» **Lines from a point labeling set**
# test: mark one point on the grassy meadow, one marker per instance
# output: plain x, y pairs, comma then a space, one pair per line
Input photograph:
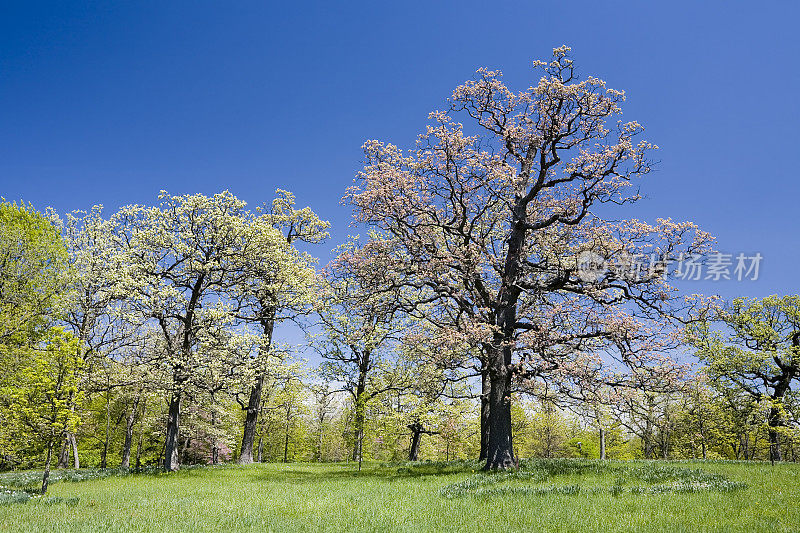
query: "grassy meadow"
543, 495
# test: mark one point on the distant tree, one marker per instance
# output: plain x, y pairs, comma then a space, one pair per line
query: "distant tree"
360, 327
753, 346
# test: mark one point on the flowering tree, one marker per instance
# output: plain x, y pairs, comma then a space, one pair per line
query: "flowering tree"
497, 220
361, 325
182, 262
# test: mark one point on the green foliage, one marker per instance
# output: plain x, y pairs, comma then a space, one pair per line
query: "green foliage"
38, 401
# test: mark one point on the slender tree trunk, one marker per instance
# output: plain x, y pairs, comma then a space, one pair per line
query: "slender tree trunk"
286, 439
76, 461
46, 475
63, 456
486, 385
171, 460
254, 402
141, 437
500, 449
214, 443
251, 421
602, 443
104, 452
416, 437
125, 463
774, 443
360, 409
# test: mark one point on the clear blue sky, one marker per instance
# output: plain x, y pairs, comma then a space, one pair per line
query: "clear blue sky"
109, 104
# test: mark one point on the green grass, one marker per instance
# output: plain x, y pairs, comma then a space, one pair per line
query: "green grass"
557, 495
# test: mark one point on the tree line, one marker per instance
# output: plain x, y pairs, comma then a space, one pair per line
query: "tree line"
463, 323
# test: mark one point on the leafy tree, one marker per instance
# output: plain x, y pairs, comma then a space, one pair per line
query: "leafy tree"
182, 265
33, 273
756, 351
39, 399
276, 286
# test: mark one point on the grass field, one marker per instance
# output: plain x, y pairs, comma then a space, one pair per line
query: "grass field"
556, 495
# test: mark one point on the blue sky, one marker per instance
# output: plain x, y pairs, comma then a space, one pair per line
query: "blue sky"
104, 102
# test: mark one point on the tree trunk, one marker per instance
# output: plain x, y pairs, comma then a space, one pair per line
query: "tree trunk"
---
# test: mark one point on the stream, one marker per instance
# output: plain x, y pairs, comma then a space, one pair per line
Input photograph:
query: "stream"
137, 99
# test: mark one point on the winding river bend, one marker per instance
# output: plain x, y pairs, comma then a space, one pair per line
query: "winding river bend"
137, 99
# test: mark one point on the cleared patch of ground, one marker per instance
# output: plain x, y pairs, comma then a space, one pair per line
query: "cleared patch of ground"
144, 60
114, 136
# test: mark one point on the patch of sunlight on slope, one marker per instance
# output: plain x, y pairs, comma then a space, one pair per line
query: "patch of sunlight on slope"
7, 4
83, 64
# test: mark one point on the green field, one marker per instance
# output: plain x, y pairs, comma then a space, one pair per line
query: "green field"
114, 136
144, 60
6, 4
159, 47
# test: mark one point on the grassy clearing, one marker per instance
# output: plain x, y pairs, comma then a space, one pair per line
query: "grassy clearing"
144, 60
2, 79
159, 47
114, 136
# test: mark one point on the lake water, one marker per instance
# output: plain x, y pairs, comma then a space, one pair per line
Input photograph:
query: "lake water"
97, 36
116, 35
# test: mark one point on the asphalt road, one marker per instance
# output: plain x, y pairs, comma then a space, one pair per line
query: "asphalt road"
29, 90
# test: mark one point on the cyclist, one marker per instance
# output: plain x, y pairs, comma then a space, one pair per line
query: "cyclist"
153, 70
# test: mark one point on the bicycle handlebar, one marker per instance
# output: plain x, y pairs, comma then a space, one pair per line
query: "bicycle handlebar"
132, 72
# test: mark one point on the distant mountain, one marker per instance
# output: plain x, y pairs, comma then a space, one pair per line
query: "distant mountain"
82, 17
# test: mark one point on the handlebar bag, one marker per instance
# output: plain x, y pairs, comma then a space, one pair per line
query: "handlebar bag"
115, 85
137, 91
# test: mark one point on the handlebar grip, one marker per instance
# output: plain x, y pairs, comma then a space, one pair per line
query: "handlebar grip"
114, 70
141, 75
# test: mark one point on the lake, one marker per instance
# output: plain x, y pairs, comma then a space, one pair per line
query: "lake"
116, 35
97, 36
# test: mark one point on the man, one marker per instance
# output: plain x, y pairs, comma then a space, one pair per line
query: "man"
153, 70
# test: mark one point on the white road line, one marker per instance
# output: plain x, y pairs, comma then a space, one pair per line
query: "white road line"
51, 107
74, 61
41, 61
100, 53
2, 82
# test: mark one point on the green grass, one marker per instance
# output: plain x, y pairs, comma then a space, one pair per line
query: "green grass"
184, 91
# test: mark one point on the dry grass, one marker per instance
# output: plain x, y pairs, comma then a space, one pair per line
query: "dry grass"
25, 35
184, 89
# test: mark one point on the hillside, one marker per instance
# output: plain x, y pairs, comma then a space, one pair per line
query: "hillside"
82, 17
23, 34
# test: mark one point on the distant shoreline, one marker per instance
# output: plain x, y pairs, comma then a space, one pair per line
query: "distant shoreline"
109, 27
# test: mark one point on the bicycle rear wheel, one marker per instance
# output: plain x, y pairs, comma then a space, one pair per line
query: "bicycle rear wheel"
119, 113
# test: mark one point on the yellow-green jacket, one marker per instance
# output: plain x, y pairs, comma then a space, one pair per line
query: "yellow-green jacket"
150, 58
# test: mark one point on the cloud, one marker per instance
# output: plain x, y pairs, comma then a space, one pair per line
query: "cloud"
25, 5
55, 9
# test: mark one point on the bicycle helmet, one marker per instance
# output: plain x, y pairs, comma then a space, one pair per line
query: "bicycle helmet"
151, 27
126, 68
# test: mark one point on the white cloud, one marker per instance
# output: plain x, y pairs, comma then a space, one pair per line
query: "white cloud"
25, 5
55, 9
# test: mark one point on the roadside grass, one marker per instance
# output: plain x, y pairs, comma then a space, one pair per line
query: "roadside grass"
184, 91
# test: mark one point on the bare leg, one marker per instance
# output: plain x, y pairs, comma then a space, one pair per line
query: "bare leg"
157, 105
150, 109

» **Exercise goal**
Pull out every line above that contains the word "trunk".

» **Solution to the exercise**
# test: mark one point on the slender tree trunk, one marker per instance
query: "slender tree trunk"
# test: mark one point on the tree trunk, one marker per instance
query: "tree trunk"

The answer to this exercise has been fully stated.